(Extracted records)
——————

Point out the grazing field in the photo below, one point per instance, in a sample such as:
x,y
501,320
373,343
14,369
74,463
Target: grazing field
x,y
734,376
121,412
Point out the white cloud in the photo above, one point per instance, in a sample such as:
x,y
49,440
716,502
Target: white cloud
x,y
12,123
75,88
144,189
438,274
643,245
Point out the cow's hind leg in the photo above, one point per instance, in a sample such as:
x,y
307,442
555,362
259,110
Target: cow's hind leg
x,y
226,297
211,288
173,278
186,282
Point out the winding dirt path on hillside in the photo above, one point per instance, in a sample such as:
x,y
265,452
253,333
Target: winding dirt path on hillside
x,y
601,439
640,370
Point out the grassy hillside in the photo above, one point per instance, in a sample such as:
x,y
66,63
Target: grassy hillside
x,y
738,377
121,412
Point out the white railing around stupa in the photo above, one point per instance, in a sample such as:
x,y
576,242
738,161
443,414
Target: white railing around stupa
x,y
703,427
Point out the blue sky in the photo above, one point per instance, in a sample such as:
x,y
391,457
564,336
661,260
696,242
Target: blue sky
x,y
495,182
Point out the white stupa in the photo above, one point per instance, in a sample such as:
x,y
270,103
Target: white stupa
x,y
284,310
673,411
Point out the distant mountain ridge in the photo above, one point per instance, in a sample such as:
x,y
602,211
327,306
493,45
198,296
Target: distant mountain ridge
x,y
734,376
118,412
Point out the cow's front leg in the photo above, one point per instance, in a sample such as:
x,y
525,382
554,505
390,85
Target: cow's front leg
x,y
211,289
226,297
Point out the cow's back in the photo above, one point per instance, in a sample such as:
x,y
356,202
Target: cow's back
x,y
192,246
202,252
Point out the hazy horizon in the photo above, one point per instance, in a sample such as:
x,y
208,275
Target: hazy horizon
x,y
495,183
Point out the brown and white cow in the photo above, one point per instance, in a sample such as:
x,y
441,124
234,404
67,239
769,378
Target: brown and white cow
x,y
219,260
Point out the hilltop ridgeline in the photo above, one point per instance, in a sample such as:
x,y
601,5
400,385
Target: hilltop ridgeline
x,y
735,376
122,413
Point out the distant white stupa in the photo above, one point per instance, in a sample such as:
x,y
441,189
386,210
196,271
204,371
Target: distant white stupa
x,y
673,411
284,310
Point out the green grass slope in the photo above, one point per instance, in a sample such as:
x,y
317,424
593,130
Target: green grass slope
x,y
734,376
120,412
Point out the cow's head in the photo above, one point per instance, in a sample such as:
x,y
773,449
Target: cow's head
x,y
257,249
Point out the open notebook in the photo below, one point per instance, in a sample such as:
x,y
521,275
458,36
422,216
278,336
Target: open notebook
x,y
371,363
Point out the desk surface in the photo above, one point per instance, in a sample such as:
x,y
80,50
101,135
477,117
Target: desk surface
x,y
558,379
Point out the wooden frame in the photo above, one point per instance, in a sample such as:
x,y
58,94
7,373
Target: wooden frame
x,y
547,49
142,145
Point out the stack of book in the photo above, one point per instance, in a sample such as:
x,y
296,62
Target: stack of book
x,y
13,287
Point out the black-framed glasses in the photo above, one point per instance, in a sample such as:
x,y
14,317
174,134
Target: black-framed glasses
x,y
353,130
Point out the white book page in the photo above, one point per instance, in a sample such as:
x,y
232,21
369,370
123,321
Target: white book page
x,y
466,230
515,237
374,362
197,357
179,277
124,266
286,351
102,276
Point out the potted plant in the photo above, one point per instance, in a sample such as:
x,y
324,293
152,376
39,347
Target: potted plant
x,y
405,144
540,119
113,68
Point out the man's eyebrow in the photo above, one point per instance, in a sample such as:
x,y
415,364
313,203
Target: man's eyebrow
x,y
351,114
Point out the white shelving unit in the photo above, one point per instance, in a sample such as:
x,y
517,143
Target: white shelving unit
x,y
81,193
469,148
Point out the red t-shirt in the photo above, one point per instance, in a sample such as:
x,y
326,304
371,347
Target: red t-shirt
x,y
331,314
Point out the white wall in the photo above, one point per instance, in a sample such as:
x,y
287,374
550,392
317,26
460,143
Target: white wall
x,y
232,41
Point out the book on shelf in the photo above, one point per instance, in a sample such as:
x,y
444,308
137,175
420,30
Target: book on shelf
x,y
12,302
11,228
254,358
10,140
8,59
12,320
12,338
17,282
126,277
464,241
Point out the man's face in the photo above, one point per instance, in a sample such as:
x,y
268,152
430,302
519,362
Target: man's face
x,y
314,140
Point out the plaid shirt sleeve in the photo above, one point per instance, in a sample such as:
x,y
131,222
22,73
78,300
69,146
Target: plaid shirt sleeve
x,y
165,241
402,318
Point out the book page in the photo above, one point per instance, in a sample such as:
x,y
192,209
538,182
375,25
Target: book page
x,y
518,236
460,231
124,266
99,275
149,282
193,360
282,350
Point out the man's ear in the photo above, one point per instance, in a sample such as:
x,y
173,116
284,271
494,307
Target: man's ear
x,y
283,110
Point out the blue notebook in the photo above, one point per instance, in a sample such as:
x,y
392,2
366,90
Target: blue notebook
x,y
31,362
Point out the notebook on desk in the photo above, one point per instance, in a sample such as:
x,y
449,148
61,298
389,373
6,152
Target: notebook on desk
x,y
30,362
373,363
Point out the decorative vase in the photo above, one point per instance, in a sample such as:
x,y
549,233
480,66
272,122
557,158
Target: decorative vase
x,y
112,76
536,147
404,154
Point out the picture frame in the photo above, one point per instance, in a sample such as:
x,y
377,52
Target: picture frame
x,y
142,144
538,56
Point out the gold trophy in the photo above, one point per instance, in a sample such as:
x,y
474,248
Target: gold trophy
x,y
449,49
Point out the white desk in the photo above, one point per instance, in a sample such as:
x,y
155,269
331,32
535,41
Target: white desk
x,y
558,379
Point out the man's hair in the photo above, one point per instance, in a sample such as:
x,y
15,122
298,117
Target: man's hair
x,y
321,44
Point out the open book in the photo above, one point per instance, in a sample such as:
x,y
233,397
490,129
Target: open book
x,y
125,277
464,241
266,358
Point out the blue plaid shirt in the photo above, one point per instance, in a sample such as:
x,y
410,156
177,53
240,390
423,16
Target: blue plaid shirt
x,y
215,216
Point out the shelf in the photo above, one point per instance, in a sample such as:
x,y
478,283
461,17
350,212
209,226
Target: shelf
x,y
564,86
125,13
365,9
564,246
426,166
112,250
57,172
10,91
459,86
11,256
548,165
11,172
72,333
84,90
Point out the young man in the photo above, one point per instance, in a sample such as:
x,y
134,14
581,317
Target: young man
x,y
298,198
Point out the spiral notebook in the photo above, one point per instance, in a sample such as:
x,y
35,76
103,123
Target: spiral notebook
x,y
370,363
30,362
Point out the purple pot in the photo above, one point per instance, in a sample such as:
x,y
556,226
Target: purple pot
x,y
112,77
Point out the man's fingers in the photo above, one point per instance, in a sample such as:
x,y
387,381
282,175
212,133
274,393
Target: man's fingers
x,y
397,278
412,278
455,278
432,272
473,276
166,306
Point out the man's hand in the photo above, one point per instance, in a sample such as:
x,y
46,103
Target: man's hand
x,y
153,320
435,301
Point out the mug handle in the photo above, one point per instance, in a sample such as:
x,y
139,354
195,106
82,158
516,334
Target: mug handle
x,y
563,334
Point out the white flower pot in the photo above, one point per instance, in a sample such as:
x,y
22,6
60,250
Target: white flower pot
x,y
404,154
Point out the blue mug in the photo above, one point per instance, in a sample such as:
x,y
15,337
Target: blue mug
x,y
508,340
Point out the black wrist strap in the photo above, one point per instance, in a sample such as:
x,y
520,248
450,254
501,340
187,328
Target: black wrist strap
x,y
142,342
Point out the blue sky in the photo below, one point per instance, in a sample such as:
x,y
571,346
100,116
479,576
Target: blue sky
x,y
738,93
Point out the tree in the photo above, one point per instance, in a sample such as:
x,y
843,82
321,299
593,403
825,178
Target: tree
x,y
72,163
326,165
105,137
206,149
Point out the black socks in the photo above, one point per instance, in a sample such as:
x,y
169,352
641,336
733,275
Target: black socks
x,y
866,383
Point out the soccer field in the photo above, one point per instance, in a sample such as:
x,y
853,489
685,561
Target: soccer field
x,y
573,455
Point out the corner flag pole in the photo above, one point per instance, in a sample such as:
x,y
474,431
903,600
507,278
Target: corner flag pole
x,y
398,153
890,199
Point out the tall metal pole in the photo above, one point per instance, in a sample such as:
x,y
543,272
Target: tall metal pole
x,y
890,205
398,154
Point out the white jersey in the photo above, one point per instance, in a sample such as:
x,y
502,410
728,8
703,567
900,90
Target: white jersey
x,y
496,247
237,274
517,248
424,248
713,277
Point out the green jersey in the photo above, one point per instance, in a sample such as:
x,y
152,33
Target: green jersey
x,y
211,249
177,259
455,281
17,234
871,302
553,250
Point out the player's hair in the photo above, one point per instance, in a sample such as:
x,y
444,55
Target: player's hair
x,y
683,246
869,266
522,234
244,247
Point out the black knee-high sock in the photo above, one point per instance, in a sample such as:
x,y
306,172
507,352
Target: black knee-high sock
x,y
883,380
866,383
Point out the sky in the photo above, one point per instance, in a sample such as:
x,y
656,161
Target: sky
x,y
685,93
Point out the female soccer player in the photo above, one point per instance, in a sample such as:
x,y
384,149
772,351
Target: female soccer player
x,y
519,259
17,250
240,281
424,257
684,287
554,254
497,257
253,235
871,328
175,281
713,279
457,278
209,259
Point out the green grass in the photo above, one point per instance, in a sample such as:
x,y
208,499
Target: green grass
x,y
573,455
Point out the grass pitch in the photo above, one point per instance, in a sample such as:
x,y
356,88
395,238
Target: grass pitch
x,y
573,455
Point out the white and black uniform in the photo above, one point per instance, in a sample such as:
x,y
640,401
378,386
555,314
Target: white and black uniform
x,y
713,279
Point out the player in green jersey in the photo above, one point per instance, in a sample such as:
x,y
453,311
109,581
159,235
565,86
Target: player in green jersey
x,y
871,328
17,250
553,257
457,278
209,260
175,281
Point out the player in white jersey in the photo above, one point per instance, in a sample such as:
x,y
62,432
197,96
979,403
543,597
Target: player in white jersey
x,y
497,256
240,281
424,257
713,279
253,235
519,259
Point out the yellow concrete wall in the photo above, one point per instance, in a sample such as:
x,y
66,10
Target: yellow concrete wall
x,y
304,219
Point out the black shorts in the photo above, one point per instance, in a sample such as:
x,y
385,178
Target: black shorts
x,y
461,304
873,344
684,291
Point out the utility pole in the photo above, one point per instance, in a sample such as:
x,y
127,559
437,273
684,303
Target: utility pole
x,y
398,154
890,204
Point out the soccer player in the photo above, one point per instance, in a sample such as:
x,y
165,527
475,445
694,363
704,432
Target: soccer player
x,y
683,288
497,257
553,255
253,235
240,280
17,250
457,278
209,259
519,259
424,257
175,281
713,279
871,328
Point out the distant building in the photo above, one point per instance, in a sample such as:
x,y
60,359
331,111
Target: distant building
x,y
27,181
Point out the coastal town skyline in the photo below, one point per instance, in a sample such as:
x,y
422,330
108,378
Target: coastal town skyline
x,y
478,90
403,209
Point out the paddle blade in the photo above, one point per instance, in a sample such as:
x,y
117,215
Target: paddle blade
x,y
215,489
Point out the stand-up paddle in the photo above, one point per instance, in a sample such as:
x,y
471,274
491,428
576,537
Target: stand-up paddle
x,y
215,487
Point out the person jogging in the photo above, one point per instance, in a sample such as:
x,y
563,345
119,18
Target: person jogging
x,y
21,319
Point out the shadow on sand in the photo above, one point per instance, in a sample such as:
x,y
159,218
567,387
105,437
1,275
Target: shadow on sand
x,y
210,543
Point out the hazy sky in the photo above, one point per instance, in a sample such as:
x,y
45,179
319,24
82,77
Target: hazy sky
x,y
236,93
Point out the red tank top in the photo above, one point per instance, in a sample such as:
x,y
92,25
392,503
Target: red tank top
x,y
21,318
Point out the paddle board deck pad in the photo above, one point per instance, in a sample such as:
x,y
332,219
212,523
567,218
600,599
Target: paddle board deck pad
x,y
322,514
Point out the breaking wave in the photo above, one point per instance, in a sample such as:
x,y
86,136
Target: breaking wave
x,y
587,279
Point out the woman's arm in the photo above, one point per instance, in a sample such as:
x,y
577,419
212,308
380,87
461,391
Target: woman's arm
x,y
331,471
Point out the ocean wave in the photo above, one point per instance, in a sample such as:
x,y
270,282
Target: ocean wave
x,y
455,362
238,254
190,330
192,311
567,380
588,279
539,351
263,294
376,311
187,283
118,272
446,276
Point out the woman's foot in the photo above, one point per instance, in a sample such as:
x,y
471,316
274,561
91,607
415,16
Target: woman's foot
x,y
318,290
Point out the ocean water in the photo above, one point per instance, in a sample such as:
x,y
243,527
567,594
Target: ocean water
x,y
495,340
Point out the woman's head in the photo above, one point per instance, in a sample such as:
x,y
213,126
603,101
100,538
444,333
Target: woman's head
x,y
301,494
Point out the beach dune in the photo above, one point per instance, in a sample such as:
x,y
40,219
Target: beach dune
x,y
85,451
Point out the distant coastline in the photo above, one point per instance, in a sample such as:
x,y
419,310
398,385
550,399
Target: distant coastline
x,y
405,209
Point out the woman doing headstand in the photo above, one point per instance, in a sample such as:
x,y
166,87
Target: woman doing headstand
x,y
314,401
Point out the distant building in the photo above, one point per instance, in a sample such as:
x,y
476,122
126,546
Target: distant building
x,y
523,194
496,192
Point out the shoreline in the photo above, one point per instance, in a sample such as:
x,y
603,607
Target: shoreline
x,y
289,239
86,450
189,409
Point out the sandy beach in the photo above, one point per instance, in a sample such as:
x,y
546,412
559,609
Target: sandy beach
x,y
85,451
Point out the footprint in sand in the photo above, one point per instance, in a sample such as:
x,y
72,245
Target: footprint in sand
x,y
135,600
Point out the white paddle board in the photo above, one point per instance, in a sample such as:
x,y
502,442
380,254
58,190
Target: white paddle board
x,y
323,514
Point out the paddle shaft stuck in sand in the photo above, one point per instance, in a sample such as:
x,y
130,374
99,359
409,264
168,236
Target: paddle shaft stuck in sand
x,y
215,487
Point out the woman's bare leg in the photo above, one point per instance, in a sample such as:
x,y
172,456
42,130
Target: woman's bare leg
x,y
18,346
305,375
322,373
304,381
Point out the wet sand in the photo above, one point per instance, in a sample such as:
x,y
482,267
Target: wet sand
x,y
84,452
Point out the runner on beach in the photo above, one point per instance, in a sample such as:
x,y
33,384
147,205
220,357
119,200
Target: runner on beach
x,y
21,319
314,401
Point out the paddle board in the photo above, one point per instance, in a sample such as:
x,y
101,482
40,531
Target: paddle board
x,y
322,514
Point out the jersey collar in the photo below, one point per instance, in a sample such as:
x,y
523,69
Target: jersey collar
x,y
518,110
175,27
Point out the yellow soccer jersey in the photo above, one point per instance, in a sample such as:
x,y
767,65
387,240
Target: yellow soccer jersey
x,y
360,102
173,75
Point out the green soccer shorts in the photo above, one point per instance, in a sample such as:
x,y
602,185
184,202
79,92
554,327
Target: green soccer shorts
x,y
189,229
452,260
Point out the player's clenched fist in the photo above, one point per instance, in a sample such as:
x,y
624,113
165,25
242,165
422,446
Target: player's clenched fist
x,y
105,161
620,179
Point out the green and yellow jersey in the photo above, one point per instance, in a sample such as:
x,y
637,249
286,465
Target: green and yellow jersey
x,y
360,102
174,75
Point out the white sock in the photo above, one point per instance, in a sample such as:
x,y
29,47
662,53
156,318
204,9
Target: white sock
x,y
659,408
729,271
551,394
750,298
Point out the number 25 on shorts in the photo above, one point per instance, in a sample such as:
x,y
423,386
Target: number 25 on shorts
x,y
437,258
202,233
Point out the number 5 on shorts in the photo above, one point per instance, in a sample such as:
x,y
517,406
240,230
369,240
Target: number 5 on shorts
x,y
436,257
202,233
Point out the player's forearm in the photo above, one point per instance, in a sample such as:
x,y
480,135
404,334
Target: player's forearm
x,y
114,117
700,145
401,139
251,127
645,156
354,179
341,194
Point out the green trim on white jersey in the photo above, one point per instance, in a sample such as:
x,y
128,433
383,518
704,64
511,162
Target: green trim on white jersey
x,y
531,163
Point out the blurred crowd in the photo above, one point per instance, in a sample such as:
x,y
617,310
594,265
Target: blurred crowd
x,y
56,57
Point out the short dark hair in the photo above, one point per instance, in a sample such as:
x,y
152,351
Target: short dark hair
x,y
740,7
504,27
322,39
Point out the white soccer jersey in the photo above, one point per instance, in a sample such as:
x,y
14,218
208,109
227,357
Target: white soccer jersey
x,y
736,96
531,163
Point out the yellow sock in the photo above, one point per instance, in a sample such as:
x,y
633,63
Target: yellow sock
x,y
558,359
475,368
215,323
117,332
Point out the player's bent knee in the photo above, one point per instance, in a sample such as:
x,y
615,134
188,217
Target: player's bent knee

——————

Exercise instructions:
Each line of the records with the word "bent" in it is to be copied.

Task output:
Point out the player's bent knee in the photo above, one point per instance, in a sample such as:
Target: player's bent knee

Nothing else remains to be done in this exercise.